> _DOCUMENT TEXT_

━━━━━━

The reality, of course, is much more messy.

The European Commission ostensibly manages trade policy on behalf of the European Union’s member countries, but its decisions must ultimately survive ratification by 38 national and regional parliaments. Both the Walloon assembly in Namur and the French community in Brussels temporarily vetoed the Comprehensive Economic and Trade Agreement, and countries like Austria and Italy have dragged their heels on ratification.

Tariffs are not currently applied against soybeans, and the Commission has very little influence over buying decisions. With China currently shifting its purchases to Brazil, European buyers were already likely to shift to American producers, but the economic bloc simply doesn’t have enough demand to offset the Asian country’s purchases – China’s soybean imports last year were roughly six times larger.

European LNG imports are increasing, but again, shipments from the United States will be dictated by demand and supply conditions – not through the trade policy channel.

━━━━━━

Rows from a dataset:

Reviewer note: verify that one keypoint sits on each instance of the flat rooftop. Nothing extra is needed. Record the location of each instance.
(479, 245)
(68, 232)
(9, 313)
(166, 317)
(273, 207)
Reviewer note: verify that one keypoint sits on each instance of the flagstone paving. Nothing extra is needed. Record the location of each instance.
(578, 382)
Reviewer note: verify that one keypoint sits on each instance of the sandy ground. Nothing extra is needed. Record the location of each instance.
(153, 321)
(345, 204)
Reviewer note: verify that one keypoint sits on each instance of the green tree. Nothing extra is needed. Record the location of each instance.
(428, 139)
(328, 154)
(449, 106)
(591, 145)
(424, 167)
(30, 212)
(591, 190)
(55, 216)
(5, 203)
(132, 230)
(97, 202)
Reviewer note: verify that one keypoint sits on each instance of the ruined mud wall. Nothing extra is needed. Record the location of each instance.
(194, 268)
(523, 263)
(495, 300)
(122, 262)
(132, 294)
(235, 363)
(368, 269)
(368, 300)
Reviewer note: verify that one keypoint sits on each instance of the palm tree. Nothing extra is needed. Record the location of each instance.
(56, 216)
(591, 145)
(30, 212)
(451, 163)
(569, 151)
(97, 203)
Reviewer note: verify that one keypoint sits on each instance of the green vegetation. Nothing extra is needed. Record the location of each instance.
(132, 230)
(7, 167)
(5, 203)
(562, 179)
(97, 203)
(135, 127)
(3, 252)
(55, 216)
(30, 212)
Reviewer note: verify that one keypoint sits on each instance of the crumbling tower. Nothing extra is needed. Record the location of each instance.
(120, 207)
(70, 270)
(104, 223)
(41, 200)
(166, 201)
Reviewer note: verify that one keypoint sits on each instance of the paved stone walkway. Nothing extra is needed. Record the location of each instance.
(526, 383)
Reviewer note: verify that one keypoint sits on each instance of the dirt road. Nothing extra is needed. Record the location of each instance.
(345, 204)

━━━━━━

> _STATED GOAL 1_
In the text on EU trade policy, copy everything from "The European Commission" down to "six times larger.", substituting "Argentina" for "Brazil".
> _STATED GOAL 2_
Name every country mentioned in the text on EU trade policy.

> _FULL OUTPUT 1_
The European Commission ostensibly manages trade policy on behalf of the European Union’s member countries, but its decisions must ultimately survive ratification by 38 national and regional parliaments. Both the Walloon assembly in Namur and the French community in Brussels temporarily vetoed the Comprehensive Economic and Trade Agreement, and countries like Austria and Italy have dragged their heels on ratification.

Tariffs are not currently applied against soybeans, and the Commission has very little influence over buying decisions. With China currently shifting its purchases to Argentina, European buyers were already likely to shift to American producers, but the economic bloc simply doesn’t have enough demand to offset the Asian country’s purchases – China’s soybean imports last year were roughly six times larger.

> _FULL OUTPUT 2_
Austria, Italy, China, Brazil, United States